**Required action**
Copy, with no pictures, the line that contains "sign in this photo, one line per instance." and each line after it down to the end of the entries below, exactly.

**Records for this exercise**

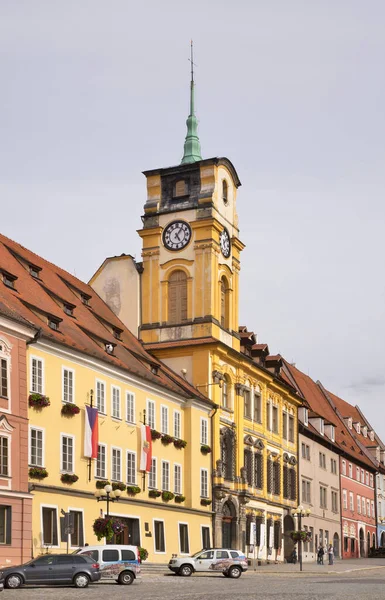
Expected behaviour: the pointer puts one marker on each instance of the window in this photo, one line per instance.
(115, 402)
(4, 378)
(204, 483)
(183, 538)
(204, 431)
(177, 297)
(177, 479)
(36, 447)
(67, 453)
(159, 536)
(116, 472)
(247, 403)
(68, 385)
(306, 491)
(165, 475)
(37, 375)
(151, 413)
(257, 408)
(131, 467)
(130, 407)
(177, 427)
(101, 462)
(5, 524)
(101, 396)
(4, 456)
(49, 518)
(164, 419)
(152, 475)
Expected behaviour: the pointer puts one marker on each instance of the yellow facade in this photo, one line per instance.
(51, 496)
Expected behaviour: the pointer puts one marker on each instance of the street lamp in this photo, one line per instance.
(109, 495)
(300, 512)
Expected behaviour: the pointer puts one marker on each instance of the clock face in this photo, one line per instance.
(225, 243)
(176, 235)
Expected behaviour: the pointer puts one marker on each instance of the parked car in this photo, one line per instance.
(53, 569)
(120, 562)
(232, 563)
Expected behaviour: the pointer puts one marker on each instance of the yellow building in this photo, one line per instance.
(187, 296)
(82, 355)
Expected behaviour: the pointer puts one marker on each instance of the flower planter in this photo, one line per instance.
(38, 401)
(68, 478)
(38, 473)
(70, 409)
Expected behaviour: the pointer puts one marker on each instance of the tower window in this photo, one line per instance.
(177, 297)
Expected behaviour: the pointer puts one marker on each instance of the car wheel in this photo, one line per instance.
(13, 581)
(126, 578)
(185, 570)
(235, 572)
(81, 580)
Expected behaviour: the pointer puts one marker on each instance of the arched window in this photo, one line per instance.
(177, 297)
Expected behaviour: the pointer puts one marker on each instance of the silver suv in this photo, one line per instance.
(231, 563)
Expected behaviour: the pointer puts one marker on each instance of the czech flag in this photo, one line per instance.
(91, 436)
(146, 452)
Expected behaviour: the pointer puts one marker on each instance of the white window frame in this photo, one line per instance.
(30, 446)
(72, 371)
(112, 462)
(204, 425)
(130, 396)
(164, 411)
(103, 384)
(72, 437)
(132, 453)
(117, 389)
(153, 405)
(32, 358)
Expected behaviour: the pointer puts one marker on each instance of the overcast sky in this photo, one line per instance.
(293, 93)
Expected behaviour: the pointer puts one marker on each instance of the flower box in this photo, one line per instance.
(38, 401)
(38, 473)
(166, 496)
(107, 527)
(180, 443)
(205, 502)
(69, 478)
(70, 409)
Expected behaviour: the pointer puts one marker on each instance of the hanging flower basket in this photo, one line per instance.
(70, 409)
(107, 528)
(205, 502)
(167, 439)
(166, 496)
(38, 401)
(180, 443)
(132, 490)
(68, 478)
(38, 473)
(154, 493)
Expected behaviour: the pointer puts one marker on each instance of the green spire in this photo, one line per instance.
(192, 145)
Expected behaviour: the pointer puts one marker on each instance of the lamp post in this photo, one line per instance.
(300, 512)
(109, 495)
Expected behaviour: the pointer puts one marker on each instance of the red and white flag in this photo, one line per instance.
(146, 449)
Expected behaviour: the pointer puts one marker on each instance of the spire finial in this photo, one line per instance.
(192, 146)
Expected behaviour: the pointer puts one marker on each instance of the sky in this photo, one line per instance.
(93, 92)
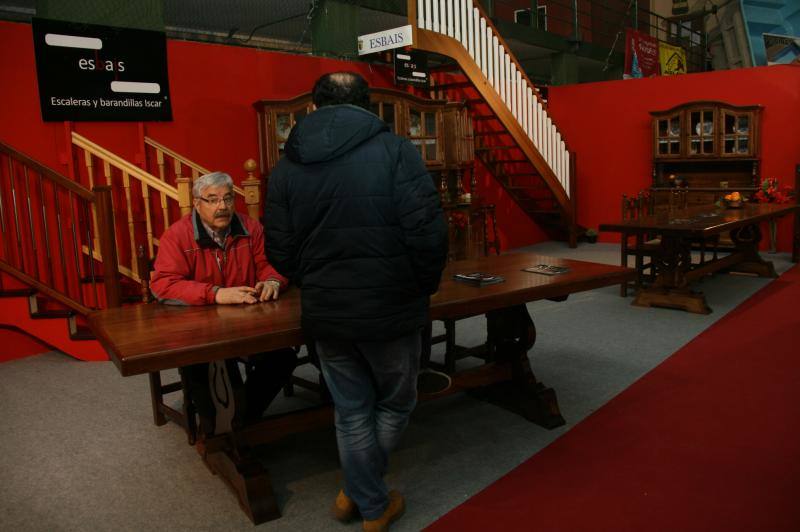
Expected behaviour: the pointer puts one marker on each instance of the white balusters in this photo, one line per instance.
(462, 20)
(465, 18)
(470, 29)
(443, 16)
(495, 59)
(483, 47)
(476, 29)
(450, 32)
(428, 18)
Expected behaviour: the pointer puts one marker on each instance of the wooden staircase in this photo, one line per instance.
(39, 316)
(516, 140)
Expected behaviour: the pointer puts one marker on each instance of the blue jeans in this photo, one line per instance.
(374, 390)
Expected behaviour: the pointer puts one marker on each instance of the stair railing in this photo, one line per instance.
(45, 221)
(461, 30)
(151, 204)
(172, 165)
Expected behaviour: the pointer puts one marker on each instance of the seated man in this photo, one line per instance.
(214, 255)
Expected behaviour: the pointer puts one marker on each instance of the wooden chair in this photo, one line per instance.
(638, 245)
(186, 416)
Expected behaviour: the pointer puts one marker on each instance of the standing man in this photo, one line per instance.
(354, 219)
(214, 255)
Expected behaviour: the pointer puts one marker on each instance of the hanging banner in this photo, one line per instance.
(411, 68)
(100, 73)
(673, 59)
(641, 55)
(385, 40)
(782, 49)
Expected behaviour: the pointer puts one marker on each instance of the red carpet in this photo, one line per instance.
(709, 440)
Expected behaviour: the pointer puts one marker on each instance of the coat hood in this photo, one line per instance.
(330, 132)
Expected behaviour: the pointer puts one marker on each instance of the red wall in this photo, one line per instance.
(608, 125)
(212, 88)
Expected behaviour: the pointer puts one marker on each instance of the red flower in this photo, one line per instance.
(458, 220)
(771, 192)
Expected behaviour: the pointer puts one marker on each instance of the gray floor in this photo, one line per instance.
(79, 451)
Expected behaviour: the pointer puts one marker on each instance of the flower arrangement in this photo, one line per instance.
(771, 192)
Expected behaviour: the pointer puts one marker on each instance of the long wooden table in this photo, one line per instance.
(149, 338)
(679, 228)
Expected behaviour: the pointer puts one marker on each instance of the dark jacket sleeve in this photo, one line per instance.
(421, 218)
(280, 236)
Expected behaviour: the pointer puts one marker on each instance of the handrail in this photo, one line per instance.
(183, 160)
(43, 227)
(45, 171)
(43, 288)
(133, 171)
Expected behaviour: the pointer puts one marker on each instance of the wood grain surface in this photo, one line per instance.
(153, 337)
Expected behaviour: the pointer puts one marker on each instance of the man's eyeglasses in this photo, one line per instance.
(213, 200)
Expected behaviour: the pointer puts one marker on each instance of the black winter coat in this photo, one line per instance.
(353, 218)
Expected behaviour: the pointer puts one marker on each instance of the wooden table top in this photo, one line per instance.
(702, 220)
(154, 337)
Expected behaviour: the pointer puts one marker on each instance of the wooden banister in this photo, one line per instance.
(197, 170)
(124, 166)
(48, 173)
(439, 43)
(105, 219)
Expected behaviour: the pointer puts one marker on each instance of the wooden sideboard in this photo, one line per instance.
(439, 129)
(708, 148)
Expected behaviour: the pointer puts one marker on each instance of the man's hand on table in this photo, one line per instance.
(236, 294)
(267, 290)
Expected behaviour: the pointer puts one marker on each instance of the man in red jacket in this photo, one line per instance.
(216, 256)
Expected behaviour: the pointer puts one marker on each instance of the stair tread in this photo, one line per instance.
(83, 333)
(17, 292)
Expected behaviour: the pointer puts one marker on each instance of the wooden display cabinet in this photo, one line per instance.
(708, 148)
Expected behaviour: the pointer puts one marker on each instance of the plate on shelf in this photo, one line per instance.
(708, 127)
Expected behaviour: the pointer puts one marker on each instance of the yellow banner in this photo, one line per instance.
(672, 59)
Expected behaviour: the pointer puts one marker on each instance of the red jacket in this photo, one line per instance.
(190, 264)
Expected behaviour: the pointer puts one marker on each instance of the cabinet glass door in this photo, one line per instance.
(423, 133)
(701, 133)
(737, 134)
(668, 136)
(284, 122)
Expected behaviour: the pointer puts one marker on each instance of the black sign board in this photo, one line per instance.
(99, 73)
(411, 68)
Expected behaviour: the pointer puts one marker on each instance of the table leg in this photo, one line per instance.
(671, 287)
(746, 240)
(243, 474)
(512, 333)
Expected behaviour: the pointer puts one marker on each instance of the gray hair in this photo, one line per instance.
(214, 179)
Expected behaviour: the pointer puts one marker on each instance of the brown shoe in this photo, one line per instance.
(344, 509)
(393, 512)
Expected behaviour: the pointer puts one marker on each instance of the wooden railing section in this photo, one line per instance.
(46, 219)
(169, 165)
(143, 204)
(461, 30)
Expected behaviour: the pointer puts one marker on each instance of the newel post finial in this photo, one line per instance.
(252, 189)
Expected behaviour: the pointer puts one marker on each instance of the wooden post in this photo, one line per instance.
(105, 227)
(252, 190)
(184, 194)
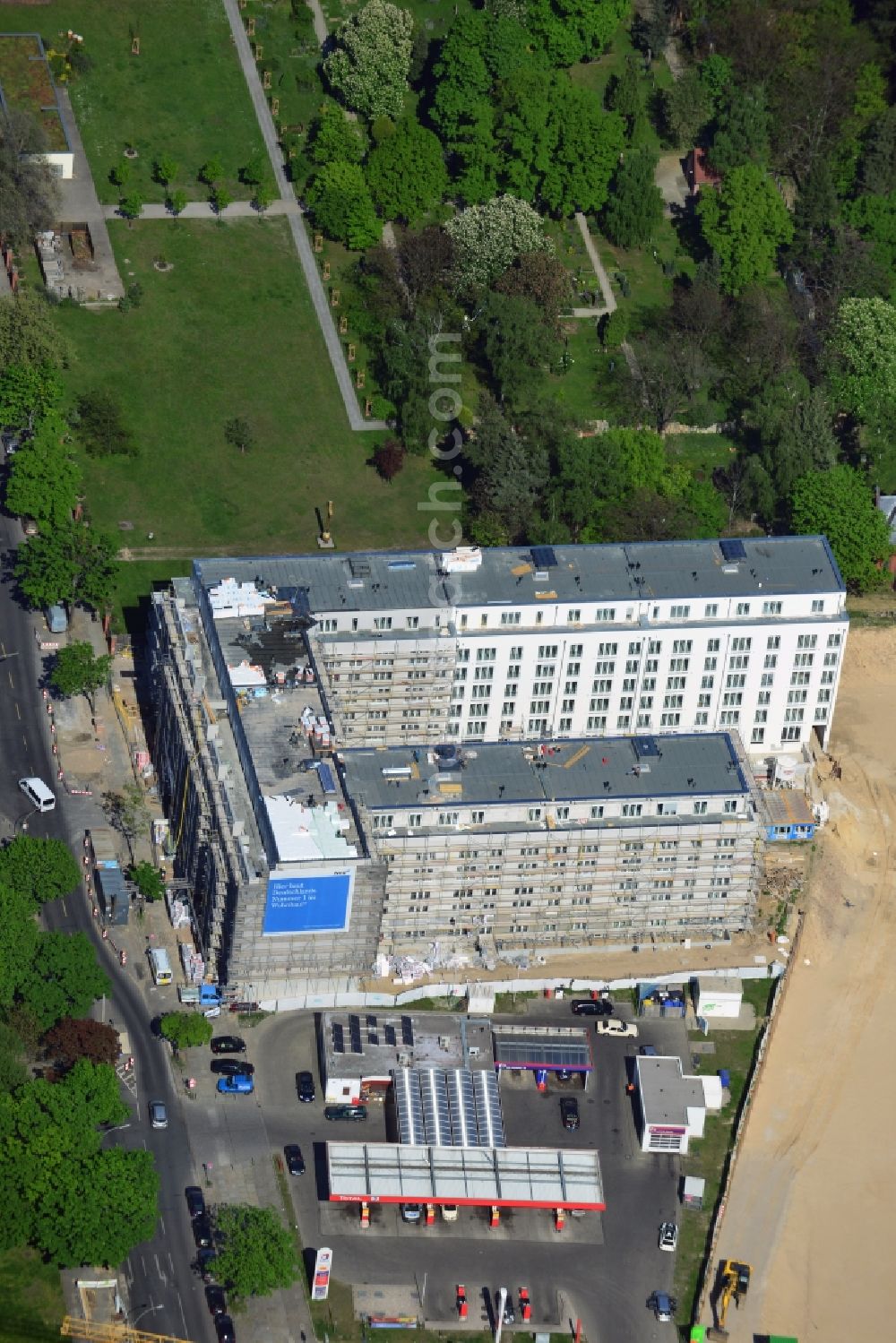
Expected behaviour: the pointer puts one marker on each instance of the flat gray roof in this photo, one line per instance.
(667, 1092)
(543, 1046)
(514, 575)
(497, 774)
(432, 1039)
(503, 1176)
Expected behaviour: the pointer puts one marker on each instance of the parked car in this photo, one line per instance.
(158, 1114)
(570, 1112)
(228, 1045)
(662, 1305)
(215, 1299)
(591, 1007)
(195, 1201)
(509, 1315)
(237, 1085)
(616, 1028)
(225, 1327)
(295, 1159)
(204, 1262)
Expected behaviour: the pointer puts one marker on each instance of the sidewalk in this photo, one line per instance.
(297, 228)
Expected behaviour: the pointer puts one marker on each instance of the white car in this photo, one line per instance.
(611, 1026)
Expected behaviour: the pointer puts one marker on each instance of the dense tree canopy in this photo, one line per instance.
(73, 563)
(745, 222)
(371, 59)
(258, 1253)
(840, 505)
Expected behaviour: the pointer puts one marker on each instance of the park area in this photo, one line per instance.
(183, 96)
(228, 330)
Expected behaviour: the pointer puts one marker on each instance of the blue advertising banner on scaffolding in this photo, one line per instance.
(308, 901)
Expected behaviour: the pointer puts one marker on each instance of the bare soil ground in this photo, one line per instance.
(812, 1201)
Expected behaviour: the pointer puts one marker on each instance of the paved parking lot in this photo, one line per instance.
(600, 1267)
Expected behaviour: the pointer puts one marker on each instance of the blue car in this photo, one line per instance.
(231, 1085)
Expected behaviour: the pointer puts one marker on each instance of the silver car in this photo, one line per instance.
(158, 1114)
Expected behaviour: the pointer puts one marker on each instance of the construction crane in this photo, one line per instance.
(96, 1332)
(734, 1284)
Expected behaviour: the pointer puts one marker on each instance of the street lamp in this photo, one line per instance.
(148, 1311)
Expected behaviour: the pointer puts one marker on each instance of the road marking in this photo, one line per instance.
(182, 1313)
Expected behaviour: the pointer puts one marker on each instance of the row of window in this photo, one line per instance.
(573, 616)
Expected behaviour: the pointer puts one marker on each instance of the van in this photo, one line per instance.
(38, 794)
(56, 619)
(160, 966)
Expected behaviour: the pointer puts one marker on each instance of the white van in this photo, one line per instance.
(160, 966)
(38, 793)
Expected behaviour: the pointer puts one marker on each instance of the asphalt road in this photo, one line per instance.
(166, 1295)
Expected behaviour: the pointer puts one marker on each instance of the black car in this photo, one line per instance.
(346, 1112)
(570, 1112)
(295, 1159)
(215, 1299)
(206, 1261)
(225, 1327)
(228, 1045)
(591, 1007)
(230, 1068)
(195, 1201)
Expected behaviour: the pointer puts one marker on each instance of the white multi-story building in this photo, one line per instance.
(308, 710)
(517, 643)
(560, 844)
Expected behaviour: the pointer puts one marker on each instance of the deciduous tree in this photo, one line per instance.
(258, 1253)
(80, 670)
(185, 1029)
(633, 211)
(341, 206)
(81, 1037)
(745, 222)
(863, 374)
(406, 174)
(45, 479)
(73, 563)
(371, 59)
(64, 978)
(39, 869)
(840, 505)
(489, 238)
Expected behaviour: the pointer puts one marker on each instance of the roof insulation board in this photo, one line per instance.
(482, 1176)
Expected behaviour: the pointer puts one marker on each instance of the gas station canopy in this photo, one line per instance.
(495, 1176)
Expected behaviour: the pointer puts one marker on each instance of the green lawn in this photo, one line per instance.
(185, 94)
(228, 331)
(31, 1295)
(702, 452)
(710, 1154)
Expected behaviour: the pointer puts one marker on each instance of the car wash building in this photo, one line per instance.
(672, 1106)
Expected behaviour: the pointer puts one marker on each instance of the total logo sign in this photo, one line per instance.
(323, 1264)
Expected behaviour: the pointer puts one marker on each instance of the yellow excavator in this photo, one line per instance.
(734, 1284)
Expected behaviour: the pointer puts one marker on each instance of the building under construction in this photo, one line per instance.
(306, 853)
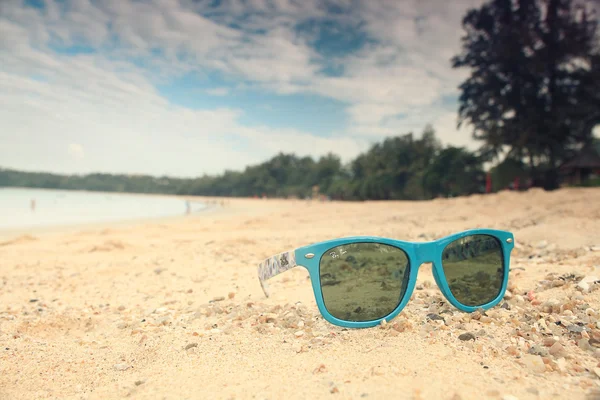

**Answer to this exercise**
Expected behaviour: the pointer puts one marker on each instance of the total logo sign in this photo, one line per instance.
(323, 1264)
Expected behaviour: the pointer puts one marker on each instance of the yellow excavator in this photo, one line per instance.
(734, 1284)
Expected behaviour: the pointer puts one marker on each instance of the building under construction in this photo, one line per instance.
(306, 853)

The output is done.